- [Information given]:
————
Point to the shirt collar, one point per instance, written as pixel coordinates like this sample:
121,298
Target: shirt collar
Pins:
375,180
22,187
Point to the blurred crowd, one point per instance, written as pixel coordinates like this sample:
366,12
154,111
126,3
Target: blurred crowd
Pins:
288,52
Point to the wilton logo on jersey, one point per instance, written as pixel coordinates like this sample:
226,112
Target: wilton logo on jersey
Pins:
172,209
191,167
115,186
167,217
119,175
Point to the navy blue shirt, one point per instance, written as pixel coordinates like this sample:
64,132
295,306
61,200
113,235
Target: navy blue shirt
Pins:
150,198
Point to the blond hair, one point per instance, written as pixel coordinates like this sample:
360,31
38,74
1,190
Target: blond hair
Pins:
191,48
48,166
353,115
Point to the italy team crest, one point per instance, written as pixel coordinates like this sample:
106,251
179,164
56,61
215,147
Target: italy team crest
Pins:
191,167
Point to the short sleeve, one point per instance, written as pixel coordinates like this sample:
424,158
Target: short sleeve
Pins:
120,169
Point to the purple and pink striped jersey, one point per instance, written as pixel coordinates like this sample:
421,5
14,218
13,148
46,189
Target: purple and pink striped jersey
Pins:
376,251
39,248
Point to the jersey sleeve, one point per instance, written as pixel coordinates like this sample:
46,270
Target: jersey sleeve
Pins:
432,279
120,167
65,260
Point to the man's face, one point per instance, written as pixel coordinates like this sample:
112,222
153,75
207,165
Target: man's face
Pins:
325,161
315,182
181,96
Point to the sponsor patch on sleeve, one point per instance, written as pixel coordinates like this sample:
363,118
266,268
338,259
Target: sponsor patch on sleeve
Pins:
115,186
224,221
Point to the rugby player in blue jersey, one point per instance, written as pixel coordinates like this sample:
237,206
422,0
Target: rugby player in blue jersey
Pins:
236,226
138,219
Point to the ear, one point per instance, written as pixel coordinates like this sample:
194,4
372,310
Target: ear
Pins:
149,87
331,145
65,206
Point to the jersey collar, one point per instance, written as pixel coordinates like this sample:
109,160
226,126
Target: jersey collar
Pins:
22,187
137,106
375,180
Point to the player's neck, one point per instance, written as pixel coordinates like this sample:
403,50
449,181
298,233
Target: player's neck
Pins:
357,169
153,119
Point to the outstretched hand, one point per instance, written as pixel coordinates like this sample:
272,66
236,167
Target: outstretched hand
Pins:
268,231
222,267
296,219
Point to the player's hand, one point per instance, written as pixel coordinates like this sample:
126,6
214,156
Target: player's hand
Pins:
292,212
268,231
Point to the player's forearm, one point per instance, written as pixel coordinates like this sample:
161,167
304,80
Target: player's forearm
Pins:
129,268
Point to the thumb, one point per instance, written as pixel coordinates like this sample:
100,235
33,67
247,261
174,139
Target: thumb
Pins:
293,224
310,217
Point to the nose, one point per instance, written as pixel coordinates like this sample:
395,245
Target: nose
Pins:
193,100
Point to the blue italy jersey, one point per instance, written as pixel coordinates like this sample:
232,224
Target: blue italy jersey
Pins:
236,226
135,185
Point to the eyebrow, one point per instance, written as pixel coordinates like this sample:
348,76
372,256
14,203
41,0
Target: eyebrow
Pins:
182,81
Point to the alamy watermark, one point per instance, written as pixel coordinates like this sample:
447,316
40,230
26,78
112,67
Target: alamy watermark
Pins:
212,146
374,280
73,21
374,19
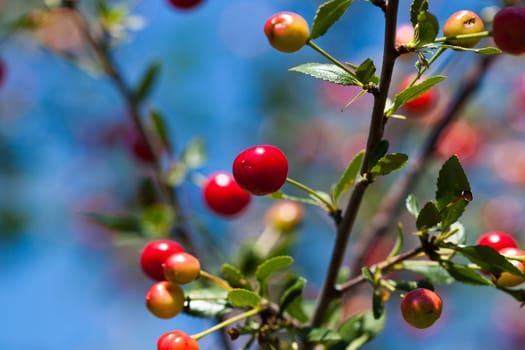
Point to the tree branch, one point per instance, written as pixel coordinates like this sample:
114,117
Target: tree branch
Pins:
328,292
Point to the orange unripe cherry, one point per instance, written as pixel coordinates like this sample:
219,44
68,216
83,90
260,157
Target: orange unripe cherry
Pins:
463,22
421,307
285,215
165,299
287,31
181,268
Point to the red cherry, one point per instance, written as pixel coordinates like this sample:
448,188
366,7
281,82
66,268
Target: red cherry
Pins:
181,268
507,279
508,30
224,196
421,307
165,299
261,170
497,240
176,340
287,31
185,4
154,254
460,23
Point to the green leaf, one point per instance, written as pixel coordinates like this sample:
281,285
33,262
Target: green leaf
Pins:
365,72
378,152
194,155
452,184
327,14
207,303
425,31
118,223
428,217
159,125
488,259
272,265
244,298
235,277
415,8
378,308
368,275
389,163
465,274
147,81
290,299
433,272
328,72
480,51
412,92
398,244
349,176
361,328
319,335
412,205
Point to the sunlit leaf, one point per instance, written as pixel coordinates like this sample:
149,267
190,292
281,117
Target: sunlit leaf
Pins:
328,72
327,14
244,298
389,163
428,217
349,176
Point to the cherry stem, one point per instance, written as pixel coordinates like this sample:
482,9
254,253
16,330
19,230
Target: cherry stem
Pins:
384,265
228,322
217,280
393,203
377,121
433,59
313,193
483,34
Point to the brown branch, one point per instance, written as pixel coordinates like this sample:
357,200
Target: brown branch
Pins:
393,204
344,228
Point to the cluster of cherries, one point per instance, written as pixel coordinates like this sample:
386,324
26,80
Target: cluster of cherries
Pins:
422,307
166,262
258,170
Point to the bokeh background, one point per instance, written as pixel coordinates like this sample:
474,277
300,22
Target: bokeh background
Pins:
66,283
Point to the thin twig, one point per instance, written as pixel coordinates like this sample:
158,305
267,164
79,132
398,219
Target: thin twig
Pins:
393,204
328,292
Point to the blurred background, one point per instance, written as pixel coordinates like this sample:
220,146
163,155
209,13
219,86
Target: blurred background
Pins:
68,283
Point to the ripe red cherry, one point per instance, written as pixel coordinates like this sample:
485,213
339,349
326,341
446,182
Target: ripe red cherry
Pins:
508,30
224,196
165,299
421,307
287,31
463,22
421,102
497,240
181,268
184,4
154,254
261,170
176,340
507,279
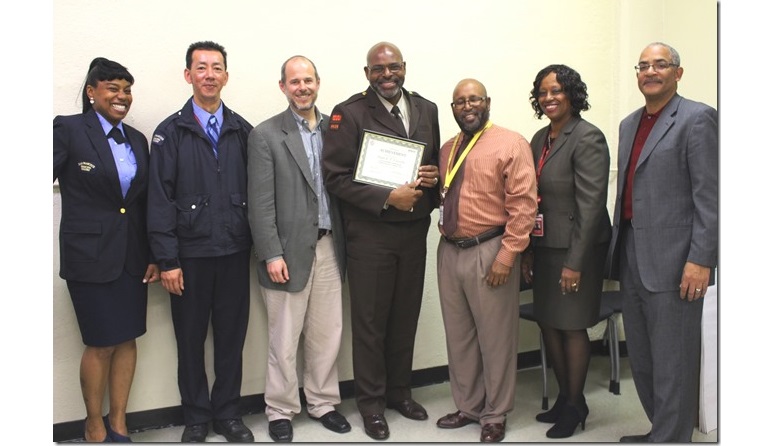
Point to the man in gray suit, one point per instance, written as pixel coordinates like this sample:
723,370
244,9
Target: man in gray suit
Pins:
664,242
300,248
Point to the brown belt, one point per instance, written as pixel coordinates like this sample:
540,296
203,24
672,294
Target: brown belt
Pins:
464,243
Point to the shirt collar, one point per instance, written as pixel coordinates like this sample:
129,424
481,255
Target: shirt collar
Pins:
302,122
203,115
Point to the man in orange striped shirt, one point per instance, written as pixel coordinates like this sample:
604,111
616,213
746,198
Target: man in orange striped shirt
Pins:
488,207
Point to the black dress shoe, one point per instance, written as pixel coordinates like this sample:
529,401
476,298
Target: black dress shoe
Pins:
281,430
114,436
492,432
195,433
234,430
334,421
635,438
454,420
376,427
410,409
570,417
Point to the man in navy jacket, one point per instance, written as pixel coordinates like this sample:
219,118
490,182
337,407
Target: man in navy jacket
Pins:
————
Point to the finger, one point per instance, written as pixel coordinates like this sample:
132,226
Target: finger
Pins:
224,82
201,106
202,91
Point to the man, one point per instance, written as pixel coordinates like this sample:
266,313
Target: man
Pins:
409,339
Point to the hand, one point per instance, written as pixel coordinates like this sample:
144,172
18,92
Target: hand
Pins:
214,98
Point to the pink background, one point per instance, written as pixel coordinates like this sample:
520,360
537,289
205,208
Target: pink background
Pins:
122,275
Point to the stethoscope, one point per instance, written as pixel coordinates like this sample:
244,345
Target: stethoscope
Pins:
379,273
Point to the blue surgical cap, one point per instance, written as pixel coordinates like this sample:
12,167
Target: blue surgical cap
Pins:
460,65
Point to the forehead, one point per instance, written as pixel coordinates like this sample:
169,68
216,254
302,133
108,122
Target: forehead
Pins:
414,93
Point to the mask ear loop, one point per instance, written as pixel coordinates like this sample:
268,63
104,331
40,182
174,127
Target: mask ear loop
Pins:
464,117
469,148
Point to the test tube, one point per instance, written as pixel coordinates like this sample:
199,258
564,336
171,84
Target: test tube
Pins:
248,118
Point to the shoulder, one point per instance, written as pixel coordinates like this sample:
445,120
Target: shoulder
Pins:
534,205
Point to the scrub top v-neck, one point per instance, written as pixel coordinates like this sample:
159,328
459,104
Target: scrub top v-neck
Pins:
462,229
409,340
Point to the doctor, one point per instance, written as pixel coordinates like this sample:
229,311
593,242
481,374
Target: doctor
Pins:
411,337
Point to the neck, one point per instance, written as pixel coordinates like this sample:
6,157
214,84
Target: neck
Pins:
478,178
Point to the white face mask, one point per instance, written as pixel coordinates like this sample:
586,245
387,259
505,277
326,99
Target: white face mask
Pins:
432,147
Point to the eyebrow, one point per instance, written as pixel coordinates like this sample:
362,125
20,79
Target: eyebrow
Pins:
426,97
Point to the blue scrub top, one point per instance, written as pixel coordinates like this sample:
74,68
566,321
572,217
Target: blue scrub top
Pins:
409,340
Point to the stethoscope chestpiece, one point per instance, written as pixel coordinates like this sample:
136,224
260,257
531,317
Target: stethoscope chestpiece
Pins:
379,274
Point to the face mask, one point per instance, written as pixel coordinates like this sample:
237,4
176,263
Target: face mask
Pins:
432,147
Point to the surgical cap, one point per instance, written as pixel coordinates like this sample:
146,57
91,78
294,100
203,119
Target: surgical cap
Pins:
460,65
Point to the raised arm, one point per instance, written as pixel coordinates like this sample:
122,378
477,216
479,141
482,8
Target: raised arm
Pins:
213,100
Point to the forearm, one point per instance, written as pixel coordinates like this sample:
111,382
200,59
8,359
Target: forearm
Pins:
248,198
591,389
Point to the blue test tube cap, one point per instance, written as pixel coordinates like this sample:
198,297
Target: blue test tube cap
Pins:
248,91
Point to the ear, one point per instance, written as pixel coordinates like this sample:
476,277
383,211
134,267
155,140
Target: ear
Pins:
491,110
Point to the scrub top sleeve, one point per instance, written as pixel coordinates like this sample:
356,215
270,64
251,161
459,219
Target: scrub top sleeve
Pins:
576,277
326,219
————
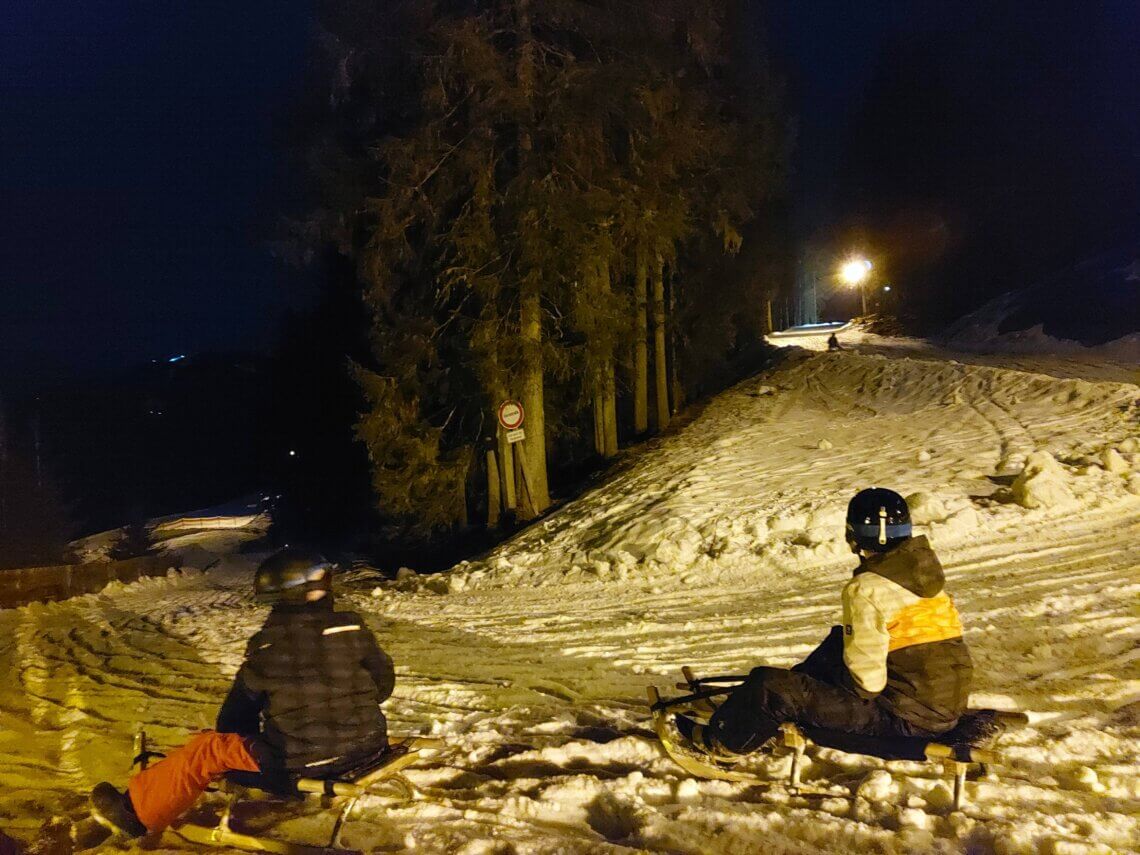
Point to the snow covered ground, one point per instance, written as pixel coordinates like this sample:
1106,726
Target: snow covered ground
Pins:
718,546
————
- [What is being asked]: Please return every line in the three blocks above that contains the word "blurred".

- [Output]:
Point to the blurred crowd, one point per instance, written as pixel coordinates like this sample:
Target: blurred crowd
Point to the blurred background, one point per instance, written as pixel coordinates like this sample:
Target: blurred background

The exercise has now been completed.